[Supplied records start]
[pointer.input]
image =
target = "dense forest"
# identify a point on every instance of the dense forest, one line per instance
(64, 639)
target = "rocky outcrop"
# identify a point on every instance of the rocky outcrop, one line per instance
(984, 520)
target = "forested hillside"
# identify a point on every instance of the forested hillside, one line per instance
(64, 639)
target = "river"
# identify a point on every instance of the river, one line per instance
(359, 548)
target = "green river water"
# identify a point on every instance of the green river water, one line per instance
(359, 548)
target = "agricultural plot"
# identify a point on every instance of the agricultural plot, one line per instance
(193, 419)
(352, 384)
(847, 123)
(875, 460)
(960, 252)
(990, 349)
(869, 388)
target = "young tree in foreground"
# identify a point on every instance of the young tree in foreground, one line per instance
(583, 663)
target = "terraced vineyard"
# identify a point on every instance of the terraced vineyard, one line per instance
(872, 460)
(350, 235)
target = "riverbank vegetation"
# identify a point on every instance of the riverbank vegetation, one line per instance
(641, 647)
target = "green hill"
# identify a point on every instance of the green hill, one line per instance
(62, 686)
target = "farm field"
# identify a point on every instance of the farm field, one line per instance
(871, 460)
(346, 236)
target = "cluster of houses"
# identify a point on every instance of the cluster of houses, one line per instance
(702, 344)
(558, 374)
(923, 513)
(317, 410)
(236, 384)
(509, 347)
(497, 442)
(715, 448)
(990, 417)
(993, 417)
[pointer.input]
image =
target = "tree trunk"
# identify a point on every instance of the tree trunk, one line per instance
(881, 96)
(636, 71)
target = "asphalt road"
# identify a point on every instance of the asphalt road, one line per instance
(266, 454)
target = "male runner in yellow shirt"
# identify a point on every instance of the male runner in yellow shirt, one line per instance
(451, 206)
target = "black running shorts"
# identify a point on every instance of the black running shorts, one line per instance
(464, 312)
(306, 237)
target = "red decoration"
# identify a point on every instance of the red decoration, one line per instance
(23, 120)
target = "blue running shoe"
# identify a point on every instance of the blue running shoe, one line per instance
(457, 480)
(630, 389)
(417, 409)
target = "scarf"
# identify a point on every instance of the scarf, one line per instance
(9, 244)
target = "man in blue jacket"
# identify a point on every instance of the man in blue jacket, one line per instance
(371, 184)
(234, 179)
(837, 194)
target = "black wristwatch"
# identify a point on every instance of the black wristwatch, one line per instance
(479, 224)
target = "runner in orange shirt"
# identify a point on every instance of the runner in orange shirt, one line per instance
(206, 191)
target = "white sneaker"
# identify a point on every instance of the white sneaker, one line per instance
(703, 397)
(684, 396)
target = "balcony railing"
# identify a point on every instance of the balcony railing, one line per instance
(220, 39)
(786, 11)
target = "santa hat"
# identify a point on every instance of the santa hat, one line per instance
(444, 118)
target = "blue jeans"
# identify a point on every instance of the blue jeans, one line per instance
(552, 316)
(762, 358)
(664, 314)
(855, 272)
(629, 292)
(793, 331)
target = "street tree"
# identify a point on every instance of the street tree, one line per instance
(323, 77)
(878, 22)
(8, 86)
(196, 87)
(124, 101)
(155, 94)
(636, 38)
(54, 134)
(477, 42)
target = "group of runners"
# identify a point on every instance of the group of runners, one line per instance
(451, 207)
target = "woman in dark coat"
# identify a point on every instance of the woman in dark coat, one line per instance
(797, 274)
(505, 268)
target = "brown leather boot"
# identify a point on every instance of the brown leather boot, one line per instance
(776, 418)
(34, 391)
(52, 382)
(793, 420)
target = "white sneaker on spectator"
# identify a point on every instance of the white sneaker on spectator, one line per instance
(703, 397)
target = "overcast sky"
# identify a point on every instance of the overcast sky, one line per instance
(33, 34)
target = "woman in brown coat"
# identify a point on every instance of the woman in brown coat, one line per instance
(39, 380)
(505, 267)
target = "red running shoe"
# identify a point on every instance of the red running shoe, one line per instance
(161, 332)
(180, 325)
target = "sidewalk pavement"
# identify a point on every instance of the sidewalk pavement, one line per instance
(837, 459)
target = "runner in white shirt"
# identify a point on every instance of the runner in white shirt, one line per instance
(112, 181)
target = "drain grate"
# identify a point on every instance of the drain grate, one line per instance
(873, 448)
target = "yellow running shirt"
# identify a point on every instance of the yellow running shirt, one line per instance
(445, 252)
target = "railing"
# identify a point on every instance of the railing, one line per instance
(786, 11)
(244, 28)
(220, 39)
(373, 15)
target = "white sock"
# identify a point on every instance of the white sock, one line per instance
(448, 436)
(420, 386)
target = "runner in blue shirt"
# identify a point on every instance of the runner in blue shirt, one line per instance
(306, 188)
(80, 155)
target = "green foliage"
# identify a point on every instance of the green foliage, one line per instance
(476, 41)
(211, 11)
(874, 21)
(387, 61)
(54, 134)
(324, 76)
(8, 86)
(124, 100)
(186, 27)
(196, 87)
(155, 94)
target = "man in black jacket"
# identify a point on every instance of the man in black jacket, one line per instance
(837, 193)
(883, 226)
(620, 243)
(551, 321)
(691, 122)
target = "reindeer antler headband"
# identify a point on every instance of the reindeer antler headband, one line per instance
[Supplied records end]
#### [Written task]
Repeat the material above exactly.

#### [Task response]
[pointer.input]
image =
target = "dense forest"
# identify a point on every instance of the dense forest, one line per instance
(64, 639)
target = "rocky outcrop"
# identify a point on every instance of the rocky outcrop, one line per instance
(984, 520)
target = "forested hillside"
# identify a point on every instance of the forested hillside, one line per instance
(64, 639)
target = "river"
# identify a point on every instance of the river, one line per instance
(359, 548)
target = "green river water"
# identify a point on every instance of the green river water, one line per instance
(359, 548)
target = "agricultural plot"
# identify a point on every instance of the agricultural plot, one line per instance
(193, 419)
(352, 384)
(847, 123)
(875, 460)
(960, 252)
(990, 349)
(869, 388)
target = "young tree in foreground"
# identify a point on every instance of the young tree in foreground, one line per instance
(583, 663)
target = "terraced vineyard"
# identify a point on every instance of the terraced vineyard, one line per instance
(872, 460)
(350, 235)
target = "riverbank vegetation"
# identify a point on every instance of the riverbank vegetation, one line per instance
(641, 647)
target = "green hill"
# identify a point on every instance of the green hill, one line per instance
(62, 686)
target = "farm field"
# identify a point on every instance of the farm field, one line per instance
(871, 460)
(346, 236)
target = "cluster of houses"
# identify a point on every instance of the cluster of houses, one line per instance
(702, 344)
(558, 374)
(923, 513)
(317, 410)
(236, 384)
(509, 347)
(497, 442)
(715, 448)
(990, 417)
(993, 417)
[pointer.input]
image =
target = "tree trunk"
# identify a point on every instance of the tree trunk, one line per instance
(881, 96)
(636, 71)
target = "asphalt road"
# identify a point on every instance of the asphalt road, one line per instance
(266, 454)
target = "male runner in yellow shirt"
# identify a point on every instance of the male runner in yellow shirt, one line per instance
(451, 206)
target = "black running shorts"
# identify a point on every instance of the black running shorts, one line per instance
(464, 312)
(306, 237)
target = "red decoration"
# identify a point on every instance of the red decoration, one line per instance
(23, 120)
target = "blue running shoe"
# identify a point on every instance of the blue running shoe, one line per instance
(457, 480)
(630, 389)
(417, 409)
target = "scarf"
# identify a point on every instance of the scarf, one line per instance
(9, 244)
target = "man in blue jacket"
# identify a point on every instance of the man in blue jacket, one line per instance
(371, 184)
(234, 179)
(837, 194)
target = "black wristwatch"
# identify a point on every instance of the black wristwatch, one line per instance
(479, 224)
target = "runner in orange shirt"
# identify a point on every instance of the runner in orange shirt, one line per instance
(206, 191)
target = "white sneaker"
# identify a point on every instance of the white sneaker, one line per instance
(703, 397)
(684, 396)
target = "balcony railing"
# identify a point on every instance of the balcony railing, one line per instance
(220, 39)
(786, 11)
target = "santa hat"
# identify a point on every instance of the santa hat, one line per instance
(444, 118)
target = "blue jeans"
# identify a point on every instance of the blue jeans, one line per instance
(552, 316)
(762, 358)
(664, 314)
(855, 272)
(629, 292)
(793, 331)
target = "street tree"
# identify a point on every instance of the street tree, one line per instance
(323, 77)
(878, 22)
(8, 86)
(196, 87)
(124, 101)
(155, 94)
(636, 38)
(54, 134)
(477, 42)
target = "group of runners"
# identify a point on every instance of the group of runners, one line per instance
(451, 207)
target = "woman in dark coat"
# identify a point on every instance of the woman in dark coat, one line per instance
(797, 274)
(505, 268)
target = "brown leather boot"
# identify a point on every instance of the brown leather boot, one line per instance
(776, 418)
(34, 391)
(52, 382)
(793, 420)
target = "white sneaker on spectator"
# identify a point on every instance of the white sneaker on spectator, one line per instance
(703, 397)
target = "overcast sky"
# identify a point on every instance of the overcast sky, one line per instance
(33, 34)
target = "woman in brown coat"
# identify a point on every instance of the woman in brown coat, one line per instance
(39, 380)
(505, 267)
target = "red running shoe"
# identify a point on every instance of the red running shoe, one line per instance
(161, 332)
(180, 325)
target = "sidewalk pavement"
# identify a point on every instance of the sidewalk pavement, one line per instance
(837, 459)
target = "runner in white shirt"
# identify a point on every instance of the runner in white shirt, one line per instance
(112, 181)
target = "drain grate"
# identify a point on every instance of the drain grate, one line per instance
(873, 448)
target = "yellow running shirt"
# identify a point on every instance of the yellow running shirt, one line per instance
(445, 252)
target = "railing"
# identify a point on every instance of the railing, one line per instance
(786, 11)
(244, 28)
(220, 39)
(373, 15)
target = "white sock"
# identify a point on every instance of the white sock, one line per instance
(448, 436)
(420, 386)
target = "runner in blue shirt"
# identify a point on every instance of the runner in blue shirt, one line per instance
(306, 188)
(80, 155)
target = "green foliage"
# identify a point on every instance of the green foliage, one line per instance
(476, 41)
(211, 11)
(874, 21)
(387, 61)
(54, 134)
(324, 76)
(8, 86)
(124, 100)
(186, 27)
(196, 87)
(155, 94)
target = "man in black jacket"
# identify a point on every instance of the man in black jacket, one line per instance
(837, 193)
(883, 226)
(620, 243)
(551, 321)
(691, 122)
target = "reindeer antler headband"
# identify a point on every instance of the reindeer antler headband, one line per instance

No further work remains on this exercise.